**THE REQUEST:**
List each line in the material below that contains the word "column".

* START LISTING *

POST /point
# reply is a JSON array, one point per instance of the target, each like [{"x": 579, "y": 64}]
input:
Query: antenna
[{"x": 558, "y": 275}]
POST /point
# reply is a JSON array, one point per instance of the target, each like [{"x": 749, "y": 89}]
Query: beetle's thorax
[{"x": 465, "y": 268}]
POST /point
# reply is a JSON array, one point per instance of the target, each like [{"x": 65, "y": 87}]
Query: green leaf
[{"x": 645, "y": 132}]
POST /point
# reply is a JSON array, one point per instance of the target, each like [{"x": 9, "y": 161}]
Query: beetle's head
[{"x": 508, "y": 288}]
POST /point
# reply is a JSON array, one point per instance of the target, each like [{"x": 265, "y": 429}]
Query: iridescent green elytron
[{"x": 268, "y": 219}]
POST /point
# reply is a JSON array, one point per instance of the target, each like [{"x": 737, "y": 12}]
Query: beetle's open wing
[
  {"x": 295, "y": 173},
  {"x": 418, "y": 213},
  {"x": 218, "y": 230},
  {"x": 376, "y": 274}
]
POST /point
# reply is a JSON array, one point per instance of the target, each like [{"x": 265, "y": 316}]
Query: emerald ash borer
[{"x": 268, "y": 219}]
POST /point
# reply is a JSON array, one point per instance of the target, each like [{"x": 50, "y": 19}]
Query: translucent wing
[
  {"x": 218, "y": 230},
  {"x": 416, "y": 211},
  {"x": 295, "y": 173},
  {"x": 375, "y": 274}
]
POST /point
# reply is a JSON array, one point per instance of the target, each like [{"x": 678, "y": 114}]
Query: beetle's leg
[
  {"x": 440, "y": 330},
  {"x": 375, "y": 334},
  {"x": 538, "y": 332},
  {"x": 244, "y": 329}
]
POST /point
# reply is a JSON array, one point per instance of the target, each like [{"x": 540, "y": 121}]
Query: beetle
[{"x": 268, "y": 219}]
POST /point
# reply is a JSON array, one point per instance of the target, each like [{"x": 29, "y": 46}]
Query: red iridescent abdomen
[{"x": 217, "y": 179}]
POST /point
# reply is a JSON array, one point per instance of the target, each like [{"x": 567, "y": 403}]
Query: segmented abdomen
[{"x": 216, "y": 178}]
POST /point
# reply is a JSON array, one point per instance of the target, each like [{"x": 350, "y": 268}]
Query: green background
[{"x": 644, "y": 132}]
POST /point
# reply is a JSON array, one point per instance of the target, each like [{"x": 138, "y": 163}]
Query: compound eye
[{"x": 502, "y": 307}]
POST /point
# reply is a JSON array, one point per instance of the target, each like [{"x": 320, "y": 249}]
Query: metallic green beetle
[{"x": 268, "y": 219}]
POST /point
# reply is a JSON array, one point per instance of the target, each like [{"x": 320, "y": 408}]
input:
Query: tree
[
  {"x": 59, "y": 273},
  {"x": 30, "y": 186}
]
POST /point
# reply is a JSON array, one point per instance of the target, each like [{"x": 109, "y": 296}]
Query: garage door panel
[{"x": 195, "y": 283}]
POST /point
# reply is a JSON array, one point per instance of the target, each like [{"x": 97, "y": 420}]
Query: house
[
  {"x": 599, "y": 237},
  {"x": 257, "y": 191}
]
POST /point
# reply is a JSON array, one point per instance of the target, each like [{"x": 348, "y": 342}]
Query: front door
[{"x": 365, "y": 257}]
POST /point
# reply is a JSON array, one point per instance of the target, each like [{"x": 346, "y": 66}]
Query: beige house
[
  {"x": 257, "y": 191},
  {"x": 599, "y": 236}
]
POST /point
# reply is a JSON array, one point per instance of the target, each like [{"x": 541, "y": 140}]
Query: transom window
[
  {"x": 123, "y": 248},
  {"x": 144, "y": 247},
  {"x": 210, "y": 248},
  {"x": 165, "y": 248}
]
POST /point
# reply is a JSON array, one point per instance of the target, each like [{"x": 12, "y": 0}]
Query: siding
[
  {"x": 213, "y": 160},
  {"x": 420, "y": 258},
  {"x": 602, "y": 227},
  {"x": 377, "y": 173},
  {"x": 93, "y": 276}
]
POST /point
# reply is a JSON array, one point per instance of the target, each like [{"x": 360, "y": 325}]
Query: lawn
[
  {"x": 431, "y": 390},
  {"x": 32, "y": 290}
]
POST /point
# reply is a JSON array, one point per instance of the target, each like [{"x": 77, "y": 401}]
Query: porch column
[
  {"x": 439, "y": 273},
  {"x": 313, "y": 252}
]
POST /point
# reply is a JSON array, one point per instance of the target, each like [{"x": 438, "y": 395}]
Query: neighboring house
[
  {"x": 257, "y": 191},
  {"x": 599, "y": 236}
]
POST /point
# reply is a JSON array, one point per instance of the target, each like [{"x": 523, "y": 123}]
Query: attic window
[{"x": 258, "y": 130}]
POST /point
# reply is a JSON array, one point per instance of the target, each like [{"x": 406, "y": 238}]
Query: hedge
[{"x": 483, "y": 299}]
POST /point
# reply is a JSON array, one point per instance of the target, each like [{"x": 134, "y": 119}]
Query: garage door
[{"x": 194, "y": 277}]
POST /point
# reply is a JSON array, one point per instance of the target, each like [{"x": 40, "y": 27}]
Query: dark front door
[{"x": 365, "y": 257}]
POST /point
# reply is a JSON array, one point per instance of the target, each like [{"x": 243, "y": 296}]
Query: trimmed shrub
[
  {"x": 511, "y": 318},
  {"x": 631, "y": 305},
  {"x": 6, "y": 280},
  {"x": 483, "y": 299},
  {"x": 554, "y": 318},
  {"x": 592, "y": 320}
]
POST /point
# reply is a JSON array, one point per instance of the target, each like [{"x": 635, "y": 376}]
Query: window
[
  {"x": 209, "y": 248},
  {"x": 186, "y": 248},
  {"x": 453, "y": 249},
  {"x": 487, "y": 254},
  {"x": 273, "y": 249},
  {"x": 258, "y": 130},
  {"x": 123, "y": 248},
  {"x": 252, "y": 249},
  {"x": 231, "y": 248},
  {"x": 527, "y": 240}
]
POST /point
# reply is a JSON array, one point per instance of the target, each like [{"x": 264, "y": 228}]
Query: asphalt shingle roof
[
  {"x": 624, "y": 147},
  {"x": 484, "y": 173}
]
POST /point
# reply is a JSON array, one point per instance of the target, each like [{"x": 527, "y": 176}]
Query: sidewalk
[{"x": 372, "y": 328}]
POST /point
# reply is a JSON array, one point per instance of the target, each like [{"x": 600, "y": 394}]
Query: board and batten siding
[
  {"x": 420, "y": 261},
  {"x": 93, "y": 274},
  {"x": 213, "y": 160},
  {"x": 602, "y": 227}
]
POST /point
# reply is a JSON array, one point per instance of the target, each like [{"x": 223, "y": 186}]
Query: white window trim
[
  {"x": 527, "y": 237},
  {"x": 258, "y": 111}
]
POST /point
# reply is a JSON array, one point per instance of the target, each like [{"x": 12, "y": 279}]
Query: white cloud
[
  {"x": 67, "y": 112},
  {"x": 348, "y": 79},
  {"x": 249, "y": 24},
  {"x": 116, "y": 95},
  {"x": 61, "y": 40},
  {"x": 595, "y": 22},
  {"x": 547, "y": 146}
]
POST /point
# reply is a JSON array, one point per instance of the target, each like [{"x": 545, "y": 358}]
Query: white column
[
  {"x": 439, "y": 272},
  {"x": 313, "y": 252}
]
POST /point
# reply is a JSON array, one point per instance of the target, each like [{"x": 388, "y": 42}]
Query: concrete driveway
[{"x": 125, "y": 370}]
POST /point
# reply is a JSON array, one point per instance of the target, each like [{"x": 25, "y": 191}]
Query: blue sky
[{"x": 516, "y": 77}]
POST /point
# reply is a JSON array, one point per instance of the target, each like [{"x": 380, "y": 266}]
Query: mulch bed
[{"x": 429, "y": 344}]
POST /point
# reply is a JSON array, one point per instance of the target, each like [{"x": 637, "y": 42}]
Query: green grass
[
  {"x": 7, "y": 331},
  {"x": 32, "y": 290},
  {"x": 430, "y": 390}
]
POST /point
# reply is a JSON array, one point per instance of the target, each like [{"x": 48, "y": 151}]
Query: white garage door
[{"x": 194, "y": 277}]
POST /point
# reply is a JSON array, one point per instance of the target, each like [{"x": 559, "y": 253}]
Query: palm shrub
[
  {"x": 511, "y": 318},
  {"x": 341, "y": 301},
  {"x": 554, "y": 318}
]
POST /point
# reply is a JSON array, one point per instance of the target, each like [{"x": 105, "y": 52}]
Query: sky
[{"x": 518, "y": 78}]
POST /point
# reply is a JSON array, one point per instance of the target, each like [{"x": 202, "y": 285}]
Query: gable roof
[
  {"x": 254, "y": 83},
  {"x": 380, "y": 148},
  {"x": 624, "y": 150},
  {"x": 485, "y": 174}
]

* END LISTING *

**RESULT OF THIS TASK:**
Query: porch column
Query: white column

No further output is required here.